Request:
Copy the lines from the one that has "Q: Provide one point on every instance of the pile" through the last line, requests included, and shift every answer point by adding 4 to both its x and y coordinates. Leave the sample points inside the requests unchanged.

**** Record excerpts

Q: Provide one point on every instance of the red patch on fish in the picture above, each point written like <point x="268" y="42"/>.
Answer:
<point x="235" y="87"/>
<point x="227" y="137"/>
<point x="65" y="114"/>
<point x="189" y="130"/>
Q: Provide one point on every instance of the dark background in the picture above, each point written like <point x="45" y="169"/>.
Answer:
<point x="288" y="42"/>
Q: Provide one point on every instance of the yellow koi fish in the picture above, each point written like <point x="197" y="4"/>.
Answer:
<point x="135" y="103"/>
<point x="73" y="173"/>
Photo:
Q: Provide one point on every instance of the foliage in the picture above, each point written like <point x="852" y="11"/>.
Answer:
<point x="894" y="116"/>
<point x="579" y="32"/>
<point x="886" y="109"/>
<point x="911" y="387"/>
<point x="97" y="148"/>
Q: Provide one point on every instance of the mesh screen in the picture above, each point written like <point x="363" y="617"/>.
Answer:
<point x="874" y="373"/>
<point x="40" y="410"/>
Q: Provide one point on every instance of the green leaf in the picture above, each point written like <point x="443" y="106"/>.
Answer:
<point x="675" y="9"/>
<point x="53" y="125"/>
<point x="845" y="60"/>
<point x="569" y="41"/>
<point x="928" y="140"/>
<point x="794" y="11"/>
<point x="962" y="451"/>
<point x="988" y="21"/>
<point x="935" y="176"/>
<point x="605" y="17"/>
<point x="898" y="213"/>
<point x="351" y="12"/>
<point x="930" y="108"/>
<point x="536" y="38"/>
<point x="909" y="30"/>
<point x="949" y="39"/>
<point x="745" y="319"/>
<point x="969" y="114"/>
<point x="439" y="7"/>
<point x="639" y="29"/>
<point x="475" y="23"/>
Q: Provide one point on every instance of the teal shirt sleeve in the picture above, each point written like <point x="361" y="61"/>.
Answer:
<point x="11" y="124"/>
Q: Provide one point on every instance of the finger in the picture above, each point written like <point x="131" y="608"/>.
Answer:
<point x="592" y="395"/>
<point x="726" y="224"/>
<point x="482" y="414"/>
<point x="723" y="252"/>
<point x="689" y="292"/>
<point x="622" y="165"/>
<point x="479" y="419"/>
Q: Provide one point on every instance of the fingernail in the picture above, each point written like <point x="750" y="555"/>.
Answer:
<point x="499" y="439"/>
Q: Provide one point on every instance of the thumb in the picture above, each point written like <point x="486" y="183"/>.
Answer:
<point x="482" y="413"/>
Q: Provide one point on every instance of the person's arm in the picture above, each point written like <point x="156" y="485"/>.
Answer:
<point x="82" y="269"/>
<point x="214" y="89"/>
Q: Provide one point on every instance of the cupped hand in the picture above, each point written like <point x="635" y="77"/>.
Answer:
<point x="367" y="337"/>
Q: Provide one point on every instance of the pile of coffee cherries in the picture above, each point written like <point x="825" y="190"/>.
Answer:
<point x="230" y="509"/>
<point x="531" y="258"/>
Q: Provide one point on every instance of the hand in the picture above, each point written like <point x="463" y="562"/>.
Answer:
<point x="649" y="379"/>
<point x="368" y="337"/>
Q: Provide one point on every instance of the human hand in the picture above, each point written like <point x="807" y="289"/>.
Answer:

********

Right answer:
Q: Provide one point on every instance of the pile of coffee cherries in the picture above, each point written like <point x="825" y="190"/>.
Answer:
<point x="234" y="513"/>
<point x="535" y="262"/>
Q: Provide one point on every instance of the hand in the picture above, each point written like <point x="463" y="562"/>.
Answer:
<point x="653" y="383"/>
<point x="372" y="341"/>
Q: Provide one point on every instance of the human hand in the picture above, each point written like <point x="807" y="289"/>.
Answer:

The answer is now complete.